**CHALLENGE:** Reproduce the piece on the Chilcot Inquiry, beginning at "A stitch-up of" and stopping after "the Gulf war.", and substitute "the US President" wherever "George W. Bush" occurs.

**PASSAGE SHOWN:**
┄┄┄┄┄┄

Hypocrisy, the most protected of vices.
— Moliere, Jean-Baptiste Poquelin, 1622-1673
Last week a little more was learned as to the circumventions in Whitehall and Washington delaying the publication of the findings of Sir John Chilcot’s marathon Inquiry into the background of the Iraq invasion.
The UK’s Chilcot Inquiry was convened under then Prime Minister Gordon Brown to establish the decisions taken by the UK government and military, pre and post invasion. It ran from 24th November 2009 until 2nd February 2011 and cost an estimated £7.5 million. The as yet unpublished Report is believed to run to 1,000,000 words.
The stumbling block – more of an Israeli-style “separation barrier” in reality – has been the correspondence between Tony Blair and George W. Bush, prior to an invasion and occupation, which former UN Secretary General Kofi Annan finally told the BBC was “illegal” and that “painful lessons” had been learned, (BBC, 16th September 2004), “lessons” clearly not learned by the current British government.
The communications, in Sir John Chilcot’s words to former Cabinet Secretary Lord O’Donnell related to “The question when and how the Prime Minister (Tony Blair) made commitments to the US about the UK’s involvement in military action in Iraq, and subsequent decisions on the UK’s continuing involvement, is central to its considerations.”(Guardian 17th July 2013.)
Further: “Chilcot said the release of notes of the conversations between Blair and Bush would serve to ‘illuminate Mr Blair’s position at critical points’ in the run up to war.”
The Inquiry had also been seeking clarification from O’Donnell’s successor Sir Jeremy Heywood regarding inclusion of references to “the content of Mr Blair’s notes to President Bush, and to the records of discussions between Mr Blair and Presidents Bush and Obama.” The wall remains in place.
Sir Jeremy Heywood, now the country’s most senior civil servant, was Tony Blair’s Private Secretary during the period of the trans-Atlantic lies that led to the Iraq war and during the creation of the Blair regime’s “dodgy dossiers.”
Interestingly too “O’Donnell had consulted Blair before saying the notes must remain secret.” Effectively, one of the accused, in an action which has destroyed a country, lynched the President, murdered his sons and teenage nephew and caused the deaths of perhaps one and a half million people, decides what evidence can be presented before the Court. Chilcot, has seen the documents but seemingly needs the accused’s permission to publish them.
A stitch-up of which any “rogue” or “totalitarian” regime, would surely be proud.
Center to the dispute between the Inquiry, Cameron and his ennobled gate keepers is material requested for inclusion in the final Report “to reflect its analysis of discussions in Cabinet and Cabinet Committees and their significance.”
The documents being denied to the Inquiry include twenty five pieces of correspondence sent by Tony Blair to George W. Bush and one hundred and thirty documents relating to conversations between these lead plotters of Iraq’s destruction; additionally, “dozens of records of Cabinet meetings.”
Ironically on 31st October 2006, David Cameron voted in favour of a motion brought by the Scottish National Party and Wales’ Plaid Cymru (“The Party of Wales”) calling for an Inquiry into the Blair government’s conduct of the Gulf war.

┄┄┄┄┄┄

**MATERIAL PROVIDED:**
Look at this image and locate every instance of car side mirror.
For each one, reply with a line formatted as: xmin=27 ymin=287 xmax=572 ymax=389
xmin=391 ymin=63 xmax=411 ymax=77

┄┄┄┄┄┄

**EXERCISE OUTPUT:**
A stitch-up of which any “rogue” or “totalitarian” regime, would surely be proud.
Center to the dispute between the Inquiry, Cameron and his ennobled gate keepers is material requested for inclusion in the final Report “to reflect its analysis of discussions in Cabinet and Cabinet Committees and their significance.”
The documents being denied to the Inquiry include twenty five pieces of correspondence sent by Tony Blair to the US President and one hundred and thirty documents relating to conversations between these lead plotters of Iraq’s destruction; additionally, “dozens of records of Cabinet meetings.”
Ironically on 31st October 2006, David Cameron voted in favour of a motion brought by the Scottish National Party and Wales’ Plaid Cymru (“The Party of Wales”) calling for an Inquiry into the Blair government’s conduct of the Gulf war.